*EXERCISE INSTRUCTIONS*. Your answer should be one number: the count of lines in these entries that hold the word "light".

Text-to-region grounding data
+-------+

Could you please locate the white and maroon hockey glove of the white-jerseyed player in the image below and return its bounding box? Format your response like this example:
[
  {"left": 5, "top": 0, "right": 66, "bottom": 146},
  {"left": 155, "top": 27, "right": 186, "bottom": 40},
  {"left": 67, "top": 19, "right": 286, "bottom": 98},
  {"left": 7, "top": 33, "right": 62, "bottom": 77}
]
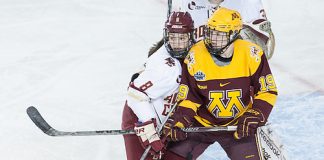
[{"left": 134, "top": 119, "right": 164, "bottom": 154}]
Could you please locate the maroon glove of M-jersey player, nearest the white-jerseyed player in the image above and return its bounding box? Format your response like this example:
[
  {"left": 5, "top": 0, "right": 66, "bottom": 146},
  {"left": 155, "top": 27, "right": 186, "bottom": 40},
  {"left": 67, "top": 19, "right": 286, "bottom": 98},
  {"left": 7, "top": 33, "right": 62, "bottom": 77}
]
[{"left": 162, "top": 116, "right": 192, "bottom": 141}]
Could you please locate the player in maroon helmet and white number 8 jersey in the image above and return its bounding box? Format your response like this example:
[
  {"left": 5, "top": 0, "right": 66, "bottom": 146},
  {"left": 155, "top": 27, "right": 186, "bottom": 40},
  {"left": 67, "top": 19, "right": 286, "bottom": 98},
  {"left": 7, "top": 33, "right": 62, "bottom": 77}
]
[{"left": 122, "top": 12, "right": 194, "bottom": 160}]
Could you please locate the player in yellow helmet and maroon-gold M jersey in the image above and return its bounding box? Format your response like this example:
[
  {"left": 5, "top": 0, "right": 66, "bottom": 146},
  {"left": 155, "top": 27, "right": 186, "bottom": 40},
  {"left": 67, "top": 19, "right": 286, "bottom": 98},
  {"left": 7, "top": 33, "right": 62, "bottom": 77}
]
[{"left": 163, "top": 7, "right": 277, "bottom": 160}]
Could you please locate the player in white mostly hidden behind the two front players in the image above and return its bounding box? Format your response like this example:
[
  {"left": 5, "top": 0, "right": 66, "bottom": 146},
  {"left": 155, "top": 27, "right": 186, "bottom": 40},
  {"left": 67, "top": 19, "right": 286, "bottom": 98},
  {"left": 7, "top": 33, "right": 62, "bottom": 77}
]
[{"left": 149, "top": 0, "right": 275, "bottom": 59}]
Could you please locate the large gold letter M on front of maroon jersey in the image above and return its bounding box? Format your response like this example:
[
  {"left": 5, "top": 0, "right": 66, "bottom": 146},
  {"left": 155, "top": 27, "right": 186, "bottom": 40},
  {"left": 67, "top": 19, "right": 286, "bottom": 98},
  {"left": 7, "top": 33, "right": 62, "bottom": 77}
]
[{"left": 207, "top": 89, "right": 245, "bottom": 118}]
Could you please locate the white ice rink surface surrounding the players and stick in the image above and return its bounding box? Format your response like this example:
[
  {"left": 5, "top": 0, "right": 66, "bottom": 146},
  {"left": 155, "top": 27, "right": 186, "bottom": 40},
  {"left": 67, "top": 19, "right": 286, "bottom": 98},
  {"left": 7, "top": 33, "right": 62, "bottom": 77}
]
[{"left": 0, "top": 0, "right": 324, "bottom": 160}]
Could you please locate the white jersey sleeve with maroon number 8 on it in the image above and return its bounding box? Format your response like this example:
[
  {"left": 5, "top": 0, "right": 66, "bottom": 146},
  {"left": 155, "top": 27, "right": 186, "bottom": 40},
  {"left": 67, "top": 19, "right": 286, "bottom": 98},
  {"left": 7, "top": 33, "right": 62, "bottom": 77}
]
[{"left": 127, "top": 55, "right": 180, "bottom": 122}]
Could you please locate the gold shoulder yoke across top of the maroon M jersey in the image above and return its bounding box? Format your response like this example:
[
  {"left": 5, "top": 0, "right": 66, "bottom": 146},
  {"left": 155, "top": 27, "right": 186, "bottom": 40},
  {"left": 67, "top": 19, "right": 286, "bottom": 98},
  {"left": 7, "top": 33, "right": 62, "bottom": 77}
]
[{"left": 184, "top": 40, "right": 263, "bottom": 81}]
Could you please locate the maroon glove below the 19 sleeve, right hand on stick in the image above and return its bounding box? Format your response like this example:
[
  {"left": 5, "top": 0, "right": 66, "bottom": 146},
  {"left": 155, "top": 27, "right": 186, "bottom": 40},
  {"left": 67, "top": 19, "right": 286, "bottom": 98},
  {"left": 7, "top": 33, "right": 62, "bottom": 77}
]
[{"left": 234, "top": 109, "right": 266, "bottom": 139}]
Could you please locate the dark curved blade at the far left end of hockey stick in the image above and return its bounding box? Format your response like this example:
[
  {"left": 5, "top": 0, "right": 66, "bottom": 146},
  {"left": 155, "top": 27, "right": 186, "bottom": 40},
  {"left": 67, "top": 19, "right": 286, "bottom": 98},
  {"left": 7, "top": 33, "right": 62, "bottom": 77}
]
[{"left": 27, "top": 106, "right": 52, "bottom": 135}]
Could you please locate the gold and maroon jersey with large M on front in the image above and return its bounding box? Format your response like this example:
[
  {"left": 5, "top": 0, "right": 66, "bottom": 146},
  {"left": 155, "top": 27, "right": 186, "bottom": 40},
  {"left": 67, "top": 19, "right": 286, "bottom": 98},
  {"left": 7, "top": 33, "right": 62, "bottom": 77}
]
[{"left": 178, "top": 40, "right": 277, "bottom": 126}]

+-------+

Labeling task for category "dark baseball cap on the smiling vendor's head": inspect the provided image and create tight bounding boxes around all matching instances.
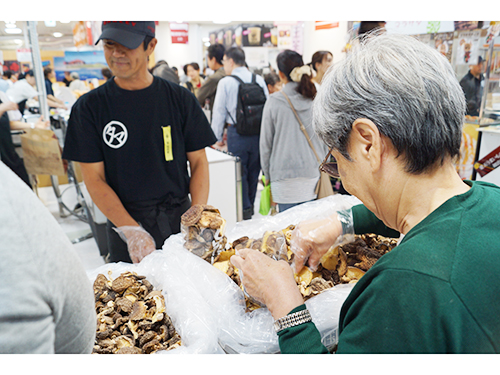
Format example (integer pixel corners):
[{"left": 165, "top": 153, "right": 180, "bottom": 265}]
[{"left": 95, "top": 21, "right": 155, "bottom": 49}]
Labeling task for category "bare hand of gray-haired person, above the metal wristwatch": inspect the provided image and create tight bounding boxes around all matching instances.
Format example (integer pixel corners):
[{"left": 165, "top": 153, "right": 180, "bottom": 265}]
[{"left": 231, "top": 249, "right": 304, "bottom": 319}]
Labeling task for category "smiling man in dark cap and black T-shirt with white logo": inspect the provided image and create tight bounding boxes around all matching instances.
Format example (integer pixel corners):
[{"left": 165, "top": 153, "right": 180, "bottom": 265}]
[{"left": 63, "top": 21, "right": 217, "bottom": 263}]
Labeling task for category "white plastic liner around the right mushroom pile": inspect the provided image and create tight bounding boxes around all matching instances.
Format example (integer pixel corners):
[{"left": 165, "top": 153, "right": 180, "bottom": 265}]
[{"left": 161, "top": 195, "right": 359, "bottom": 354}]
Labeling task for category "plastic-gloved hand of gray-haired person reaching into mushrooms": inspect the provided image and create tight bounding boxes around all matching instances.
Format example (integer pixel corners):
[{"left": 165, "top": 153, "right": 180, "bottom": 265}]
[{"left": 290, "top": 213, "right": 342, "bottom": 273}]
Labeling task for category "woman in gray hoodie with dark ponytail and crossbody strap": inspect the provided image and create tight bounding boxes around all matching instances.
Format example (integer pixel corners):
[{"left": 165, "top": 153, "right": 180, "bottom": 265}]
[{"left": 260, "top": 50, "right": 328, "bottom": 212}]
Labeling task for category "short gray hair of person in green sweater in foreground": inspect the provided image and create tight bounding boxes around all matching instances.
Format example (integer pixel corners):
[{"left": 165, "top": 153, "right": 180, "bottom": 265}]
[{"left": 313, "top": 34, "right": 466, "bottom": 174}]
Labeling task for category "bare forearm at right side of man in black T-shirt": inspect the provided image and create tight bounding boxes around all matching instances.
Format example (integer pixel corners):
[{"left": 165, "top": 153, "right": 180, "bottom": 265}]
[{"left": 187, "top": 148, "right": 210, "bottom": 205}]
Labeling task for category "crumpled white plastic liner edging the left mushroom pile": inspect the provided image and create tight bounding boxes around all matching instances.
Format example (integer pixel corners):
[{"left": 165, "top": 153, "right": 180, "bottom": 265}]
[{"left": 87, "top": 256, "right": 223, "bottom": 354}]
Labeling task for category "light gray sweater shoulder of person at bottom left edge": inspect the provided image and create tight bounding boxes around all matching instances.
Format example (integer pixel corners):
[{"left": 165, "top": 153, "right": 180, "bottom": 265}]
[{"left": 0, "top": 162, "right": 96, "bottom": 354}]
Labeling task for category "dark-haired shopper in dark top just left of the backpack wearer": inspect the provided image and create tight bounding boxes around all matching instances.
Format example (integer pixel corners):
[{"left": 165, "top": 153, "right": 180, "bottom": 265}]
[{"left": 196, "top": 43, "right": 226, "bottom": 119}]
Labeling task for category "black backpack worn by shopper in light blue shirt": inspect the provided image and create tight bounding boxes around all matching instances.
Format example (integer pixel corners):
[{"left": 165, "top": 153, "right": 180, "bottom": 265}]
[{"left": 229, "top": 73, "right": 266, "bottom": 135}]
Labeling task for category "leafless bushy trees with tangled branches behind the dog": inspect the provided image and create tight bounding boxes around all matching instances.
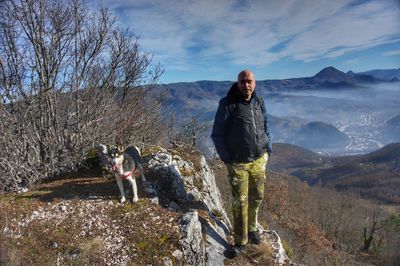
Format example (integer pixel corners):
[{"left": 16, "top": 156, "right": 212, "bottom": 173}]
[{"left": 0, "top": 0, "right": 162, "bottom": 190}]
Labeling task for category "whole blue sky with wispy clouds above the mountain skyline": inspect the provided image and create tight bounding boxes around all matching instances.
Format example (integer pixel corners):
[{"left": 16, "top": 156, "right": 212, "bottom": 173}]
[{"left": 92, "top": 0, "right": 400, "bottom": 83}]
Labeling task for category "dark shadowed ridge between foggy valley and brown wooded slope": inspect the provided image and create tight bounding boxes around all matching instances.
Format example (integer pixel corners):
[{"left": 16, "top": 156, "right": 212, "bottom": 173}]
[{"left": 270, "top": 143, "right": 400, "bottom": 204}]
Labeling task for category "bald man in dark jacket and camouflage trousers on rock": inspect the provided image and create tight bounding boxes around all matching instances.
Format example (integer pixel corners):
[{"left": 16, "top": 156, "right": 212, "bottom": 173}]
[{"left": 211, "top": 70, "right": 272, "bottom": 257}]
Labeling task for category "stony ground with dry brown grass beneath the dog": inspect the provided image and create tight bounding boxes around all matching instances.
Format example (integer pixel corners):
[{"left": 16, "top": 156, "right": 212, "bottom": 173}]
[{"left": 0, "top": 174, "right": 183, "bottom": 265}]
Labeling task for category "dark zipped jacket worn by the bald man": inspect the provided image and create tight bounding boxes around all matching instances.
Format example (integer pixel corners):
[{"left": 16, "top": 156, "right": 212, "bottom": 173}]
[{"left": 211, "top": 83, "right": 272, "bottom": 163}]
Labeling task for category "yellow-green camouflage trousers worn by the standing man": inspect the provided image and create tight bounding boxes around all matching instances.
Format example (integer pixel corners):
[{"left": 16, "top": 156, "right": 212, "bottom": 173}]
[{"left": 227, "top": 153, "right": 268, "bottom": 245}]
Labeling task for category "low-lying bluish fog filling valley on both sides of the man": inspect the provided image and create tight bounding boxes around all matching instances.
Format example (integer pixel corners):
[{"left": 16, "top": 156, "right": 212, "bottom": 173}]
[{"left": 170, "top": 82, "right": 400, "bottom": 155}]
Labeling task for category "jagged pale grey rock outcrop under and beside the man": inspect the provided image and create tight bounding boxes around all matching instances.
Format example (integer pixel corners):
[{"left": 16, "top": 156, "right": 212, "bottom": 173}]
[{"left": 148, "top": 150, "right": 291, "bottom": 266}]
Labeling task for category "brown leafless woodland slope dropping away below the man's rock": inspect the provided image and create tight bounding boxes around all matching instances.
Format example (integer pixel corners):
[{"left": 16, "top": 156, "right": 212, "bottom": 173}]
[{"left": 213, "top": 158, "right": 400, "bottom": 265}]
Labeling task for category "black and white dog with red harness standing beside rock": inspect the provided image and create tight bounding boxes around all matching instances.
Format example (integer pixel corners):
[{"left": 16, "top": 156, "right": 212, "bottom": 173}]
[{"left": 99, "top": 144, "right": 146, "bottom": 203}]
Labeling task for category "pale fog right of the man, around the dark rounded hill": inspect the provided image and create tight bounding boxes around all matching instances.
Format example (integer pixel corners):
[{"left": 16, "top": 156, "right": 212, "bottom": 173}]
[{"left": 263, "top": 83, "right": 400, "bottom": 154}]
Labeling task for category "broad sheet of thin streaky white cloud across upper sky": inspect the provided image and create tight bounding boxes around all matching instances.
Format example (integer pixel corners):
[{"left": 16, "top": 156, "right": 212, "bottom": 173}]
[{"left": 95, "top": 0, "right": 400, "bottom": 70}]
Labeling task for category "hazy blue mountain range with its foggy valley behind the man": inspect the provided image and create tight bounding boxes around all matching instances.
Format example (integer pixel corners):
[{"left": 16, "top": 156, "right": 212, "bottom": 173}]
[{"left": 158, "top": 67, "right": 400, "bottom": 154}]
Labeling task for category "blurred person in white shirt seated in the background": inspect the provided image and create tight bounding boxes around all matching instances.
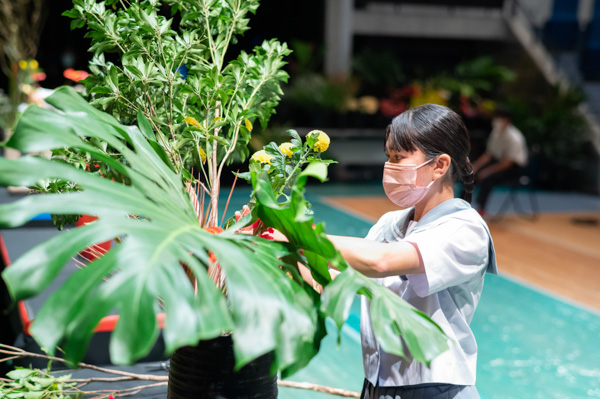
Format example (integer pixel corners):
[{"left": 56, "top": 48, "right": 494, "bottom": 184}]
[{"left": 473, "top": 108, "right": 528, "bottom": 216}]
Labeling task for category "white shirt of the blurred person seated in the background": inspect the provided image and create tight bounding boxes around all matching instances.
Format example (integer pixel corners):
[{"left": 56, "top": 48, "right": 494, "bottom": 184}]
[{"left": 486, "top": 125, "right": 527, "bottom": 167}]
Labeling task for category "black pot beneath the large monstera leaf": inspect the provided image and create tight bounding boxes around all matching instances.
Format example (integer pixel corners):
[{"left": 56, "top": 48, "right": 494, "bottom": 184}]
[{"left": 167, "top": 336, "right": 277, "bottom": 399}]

+-------+

*EXERCISE RESPONSE*. 2